**TASK DETAILS**. Transcribe the material below line for line, leaving every character unchanged.

**AVAILABLE RECORDS**.
-*-
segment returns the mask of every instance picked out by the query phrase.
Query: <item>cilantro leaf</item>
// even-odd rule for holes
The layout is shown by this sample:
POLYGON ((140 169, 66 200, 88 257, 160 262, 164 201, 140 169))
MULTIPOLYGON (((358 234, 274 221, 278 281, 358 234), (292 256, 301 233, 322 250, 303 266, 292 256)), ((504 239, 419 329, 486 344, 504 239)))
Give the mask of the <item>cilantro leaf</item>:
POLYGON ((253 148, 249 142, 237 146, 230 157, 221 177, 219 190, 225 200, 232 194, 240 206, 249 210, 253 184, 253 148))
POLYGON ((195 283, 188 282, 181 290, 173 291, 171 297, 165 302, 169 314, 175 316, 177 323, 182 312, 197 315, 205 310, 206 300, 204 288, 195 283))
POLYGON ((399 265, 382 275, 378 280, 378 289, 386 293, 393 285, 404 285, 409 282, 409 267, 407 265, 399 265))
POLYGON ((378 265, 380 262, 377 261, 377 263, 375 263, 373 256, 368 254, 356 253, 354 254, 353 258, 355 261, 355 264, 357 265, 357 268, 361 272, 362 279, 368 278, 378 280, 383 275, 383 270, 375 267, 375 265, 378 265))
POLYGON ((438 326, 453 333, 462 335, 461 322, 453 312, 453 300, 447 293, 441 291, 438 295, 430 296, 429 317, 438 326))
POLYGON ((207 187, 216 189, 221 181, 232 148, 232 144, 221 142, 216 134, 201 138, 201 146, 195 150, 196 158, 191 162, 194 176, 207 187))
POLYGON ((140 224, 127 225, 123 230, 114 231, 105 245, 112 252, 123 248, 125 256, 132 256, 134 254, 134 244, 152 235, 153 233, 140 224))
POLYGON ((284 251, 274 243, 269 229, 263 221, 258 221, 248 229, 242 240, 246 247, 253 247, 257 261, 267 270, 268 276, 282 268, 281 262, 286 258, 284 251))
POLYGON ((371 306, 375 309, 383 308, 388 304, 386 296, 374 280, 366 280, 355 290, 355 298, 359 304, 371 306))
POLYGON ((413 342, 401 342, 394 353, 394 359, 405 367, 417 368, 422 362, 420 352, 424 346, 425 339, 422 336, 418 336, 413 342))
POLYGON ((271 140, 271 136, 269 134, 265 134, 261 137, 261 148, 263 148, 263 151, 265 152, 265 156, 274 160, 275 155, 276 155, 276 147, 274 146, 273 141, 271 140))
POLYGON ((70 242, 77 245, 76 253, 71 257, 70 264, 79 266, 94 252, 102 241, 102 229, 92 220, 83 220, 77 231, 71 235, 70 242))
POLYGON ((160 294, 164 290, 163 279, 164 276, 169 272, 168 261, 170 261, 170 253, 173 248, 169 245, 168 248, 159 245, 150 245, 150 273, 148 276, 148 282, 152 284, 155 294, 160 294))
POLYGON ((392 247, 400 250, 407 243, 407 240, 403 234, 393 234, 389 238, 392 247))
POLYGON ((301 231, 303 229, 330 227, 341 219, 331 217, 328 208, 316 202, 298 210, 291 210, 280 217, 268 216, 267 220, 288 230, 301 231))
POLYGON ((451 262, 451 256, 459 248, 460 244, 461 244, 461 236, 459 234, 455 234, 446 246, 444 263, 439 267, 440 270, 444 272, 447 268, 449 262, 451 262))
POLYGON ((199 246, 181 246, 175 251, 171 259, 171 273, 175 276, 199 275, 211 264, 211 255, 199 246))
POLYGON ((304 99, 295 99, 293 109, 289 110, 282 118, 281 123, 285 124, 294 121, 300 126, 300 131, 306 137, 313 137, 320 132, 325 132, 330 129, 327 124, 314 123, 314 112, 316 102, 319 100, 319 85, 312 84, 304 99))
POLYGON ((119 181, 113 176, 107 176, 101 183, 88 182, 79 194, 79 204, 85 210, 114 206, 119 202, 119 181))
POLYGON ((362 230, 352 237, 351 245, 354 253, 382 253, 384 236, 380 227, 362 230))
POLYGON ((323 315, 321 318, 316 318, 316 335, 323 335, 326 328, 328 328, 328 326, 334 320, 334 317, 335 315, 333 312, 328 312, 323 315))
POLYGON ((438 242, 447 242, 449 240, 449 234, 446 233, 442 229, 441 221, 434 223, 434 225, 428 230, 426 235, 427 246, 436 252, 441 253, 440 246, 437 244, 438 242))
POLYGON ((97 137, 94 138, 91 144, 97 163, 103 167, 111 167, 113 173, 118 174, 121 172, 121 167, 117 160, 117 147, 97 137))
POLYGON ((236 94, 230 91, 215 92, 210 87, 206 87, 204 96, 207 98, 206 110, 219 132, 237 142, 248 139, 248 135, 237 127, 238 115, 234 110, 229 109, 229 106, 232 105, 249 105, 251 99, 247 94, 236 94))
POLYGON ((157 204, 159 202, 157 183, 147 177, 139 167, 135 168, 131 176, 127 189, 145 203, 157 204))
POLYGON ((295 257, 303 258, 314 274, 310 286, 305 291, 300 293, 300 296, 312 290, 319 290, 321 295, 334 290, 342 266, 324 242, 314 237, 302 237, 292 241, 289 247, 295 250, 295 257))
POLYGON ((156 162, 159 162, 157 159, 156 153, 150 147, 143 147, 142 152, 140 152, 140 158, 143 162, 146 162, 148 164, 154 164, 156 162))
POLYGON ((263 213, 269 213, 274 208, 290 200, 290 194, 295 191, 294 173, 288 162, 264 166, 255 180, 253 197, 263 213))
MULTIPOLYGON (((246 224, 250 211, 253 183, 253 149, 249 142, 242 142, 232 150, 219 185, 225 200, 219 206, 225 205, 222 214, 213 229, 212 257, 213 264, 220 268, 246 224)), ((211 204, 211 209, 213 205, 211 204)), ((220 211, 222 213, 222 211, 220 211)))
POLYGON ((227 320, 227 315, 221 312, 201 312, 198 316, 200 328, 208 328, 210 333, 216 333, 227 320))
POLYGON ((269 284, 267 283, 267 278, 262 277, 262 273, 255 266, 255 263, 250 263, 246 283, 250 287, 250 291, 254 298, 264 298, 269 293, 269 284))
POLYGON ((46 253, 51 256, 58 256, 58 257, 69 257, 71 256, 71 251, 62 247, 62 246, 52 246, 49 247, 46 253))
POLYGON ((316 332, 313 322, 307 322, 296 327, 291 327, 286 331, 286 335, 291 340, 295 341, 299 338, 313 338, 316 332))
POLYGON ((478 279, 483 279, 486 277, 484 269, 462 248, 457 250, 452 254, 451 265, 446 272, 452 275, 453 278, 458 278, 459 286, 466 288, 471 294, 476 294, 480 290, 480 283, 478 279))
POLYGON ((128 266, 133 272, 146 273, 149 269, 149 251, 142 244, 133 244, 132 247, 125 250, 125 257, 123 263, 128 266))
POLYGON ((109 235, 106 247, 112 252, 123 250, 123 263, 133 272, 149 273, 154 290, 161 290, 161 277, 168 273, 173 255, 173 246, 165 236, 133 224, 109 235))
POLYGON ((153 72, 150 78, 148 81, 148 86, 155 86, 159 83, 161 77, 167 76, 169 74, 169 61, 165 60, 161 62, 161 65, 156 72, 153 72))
-*-
**SOLVED EXERCISE**.
segment returns the mask of every instance picked out by the query phrase.
Query: <item>cilantro leaf</item>
// even-odd rule for holes
The layout is shown by this sample:
POLYGON ((140 169, 66 200, 88 257, 160 262, 164 201, 140 169))
MULTIPOLYGON (((358 234, 274 221, 278 281, 358 234), (292 256, 301 233, 322 250, 303 266, 292 256)), ((504 239, 419 329, 486 344, 504 239)))
Give the mask of the <item>cilantro leaf</item>:
POLYGON ((253 148, 249 142, 237 146, 230 157, 221 177, 219 190, 225 200, 232 194, 240 206, 249 210, 253 184, 253 148))
POLYGON ((195 283, 188 282, 181 290, 173 291, 171 297, 165 302, 169 314, 175 316, 177 323, 182 312, 197 315, 205 310, 206 300, 204 288, 195 283))
POLYGON ((399 265, 382 275, 378 280, 378 289, 386 293, 393 285, 404 285, 409 282, 409 267, 407 265, 399 265))
POLYGON ((378 265, 380 262, 377 261, 377 263, 375 263, 373 256, 368 254, 356 253, 354 254, 353 258, 355 261, 355 264, 357 265, 357 268, 361 272, 362 279, 368 278, 378 280, 383 275, 383 270, 375 267, 375 265, 378 265))
POLYGON ((438 326, 453 333, 462 335, 461 322, 453 312, 453 300, 447 293, 441 291, 438 295, 430 296, 429 317, 438 326))
POLYGON ((207 187, 216 189, 221 181, 232 148, 232 144, 221 142, 216 134, 201 138, 201 146, 195 150, 196 158, 191 162, 194 176, 207 187))
POLYGON ((140 224, 127 225, 123 230, 114 231, 105 245, 112 252, 123 248, 125 256, 132 256, 134 254, 134 244, 152 235, 153 233, 140 224))
POLYGON ((284 251, 274 243, 269 229, 263 221, 258 221, 248 229, 242 240, 246 247, 253 247, 257 261, 267 270, 268 276, 282 268, 281 262, 286 258, 284 251))
POLYGON ((371 306, 375 309, 383 308, 388 304, 386 296, 374 280, 366 280, 355 290, 355 298, 359 304, 371 306))
POLYGON ((413 342, 401 342, 394 353, 394 359, 405 367, 417 368, 422 362, 420 352, 424 346, 425 339, 422 336, 418 336, 413 342))
POLYGON ((271 140, 271 136, 269 134, 265 134, 261 137, 261 148, 263 148, 263 151, 265 152, 265 156, 274 160, 275 155, 276 155, 276 147, 274 146, 273 141, 271 140))
POLYGON ((70 242, 77 245, 76 253, 71 257, 70 264, 79 266, 94 252, 102 241, 102 229, 92 220, 83 220, 77 231, 71 235, 70 242))
POLYGON ((160 294, 164 290, 163 279, 164 276, 169 272, 168 261, 170 261, 170 253, 173 248, 169 245, 168 248, 159 245, 150 245, 150 273, 148 276, 148 282, 152 284, 155 294, 160 294))
POLYGON ((392 247, 400 250, 407 243, 407 240, 403 234, 393 234, 389 238, 392 247))
POLYGON ((301 231, 303 229, 330 227, 341 219, 331 217, 328 208, 316 202, 298 210, 291 210, 280 217, 268 216, 267 220, 288 230, 301 231))
POLYGON ((451 262, 451 256, 459 248, 460 244, 461 244, 461 236, 459 234, 455 234, 446 246, 444 263, 439 267, 440 270, 444 272, 447 268, 449 262, 451 262))
POLYGON ((199 246, 181 246, 175 251, 171 259, 171 273, 175 276, 199 275, 211 264, 211 255, 199 246))
POLYGON ((304 99, 295 99, 293 109, 289 110, 282 118, 281 123, 285 124, 294 121, 300 126, 300 131, 306 137, 313 137, 320 132, 325 132, 330 129, 327 124, 314 123, 314 112, 316 102, 319 100, 319 85, 312 84, 304 99))
POLYGON ((119 181, 113 176, 107 176, 101 183, 88 182, 79 194, 79 204, 85 210, 114 206, 119 202, 119 181))
POLYGON ((362 230, 352 237, 351 245, 354 253, 382 253, 384 236, 380 227, 362 230))
POLYGON ((323 315, 321 318, 316 318, 316 335, 323 335, 326 328, 328 328, 328 326, 334 320, 334 317, 335 315, 333 312, 328 312, 323 315))
POLYGON ((438 242, 447 242, 449 240, 449 234, 446 233, 442 229, 441 221, 434 223, 434 225, 428 230, 426 235, 427 246, 436 252, 441 253, 440 246, 437 244, 438 242))
POLYGON ((97 137, 94 138, 91 144, 97 163, 103 167, 111 167, 113 173, 118 174, 121 172, 121 167, 117 160, 117 147, 97 137))
POLYGON ((236 94, 230 91, 215 92, 210 87, 206 87, 204 96, 207 98, 206 110, 219 132, 237 142, 248 139, 248 135, 237 127, 238 115, 234 110, 229 109, 229 106, 232 105, 249 105, 251 99, 247 94, 236 94))
POLYGON ((157 204, 159 202, 157 183, 147 177, 139 167, 135 168, 131 176, 127 189, 145 203, 157 204))
POLYGON ((295 257, 303 258, 314 274, 310 286, 305 291, 300 293, 300 296, 312 290, 319 290, 321 295, 334 290, 342 266, 324 242, 314 237, 302 237, 292 241, 289 247, 295 250, 295 257))
POLYGON ((156 162, 159 162, 157 159, 156 153, 150 147, 143 147, 142 152, 140 152, 140 158, 143 162, 146 162, 148 164, 154 164, 156 162))
POLYGON ((263 213, 269 213, 274 208, 290 200, 290 194, 295 191, 294 173, 288 162, 264 166, 255 180, 253 197, 263 213))
MULTIPOLYGON (((246 224, 250 211, 253 183, 253 149, 249 142, 242 142, 232 150, 219 185, 225 200, 219 206, 225 205, 222 214, 213 229, 212 257, 213 264, 220 268, 246 224)), ((211 204, 211 209, 213 205, 211 204)), ((220 211, 222 213, 222 211, 220 211)))
POLYGON ((227 320, 227 315, 221 312, 201 312, 198 316, 200 328, 208 328, 210 333, 216 333, 227 320))
POLYGON ((269 284, 267 283, 267 278, 262 277, 262 273, 255 266, 255 263, 250 263, 246 283, 250 287, 250 291, 254 298, 264 298, 269 293, 269 284))
POLYGON ((46 253, 51 256, 58 256, 58 257, 69 257, 71 256, 71 251, 62 247, 62 246, 52 246, 49 247, 46 253))
POLYGON ((316 332, 313 322, 307 322, 296 327, 291 327, 286 331, 286 335, 291 340, 295 341, 299 338, 313 338, 316 332))
POLYGON ((478 279, 483 279, 486 277, 484 269, 462 248, 457 250, 452 254, 451 265, 446 272, 452 275, 453 278, 458 278, 459 286, 466 288, 471 294, 476 294, 480 290, 480 283, 478 279))
POLYGON ((128 266, 133 272, 146 273, 149 269, 149 251, 142 244, 133 244, 132 247, 125 250, 125 257, 123 263, 128 266))
POLYGON ((109 235, 106 247, 112 252, 123 250, 123 263, 133 272, 149 273, 154 290, 161 290, 161 277, 168 273, 173 255, 173 246, 165 236, 133 224, 109 235))
POLYGON ((153 72, 150 78, 148 81, 148 86, 155 86, 159 83, 161 77, 167 76, 169 74, 169 61, 165 60, 161 62, 161 65, 156 72, 153 72))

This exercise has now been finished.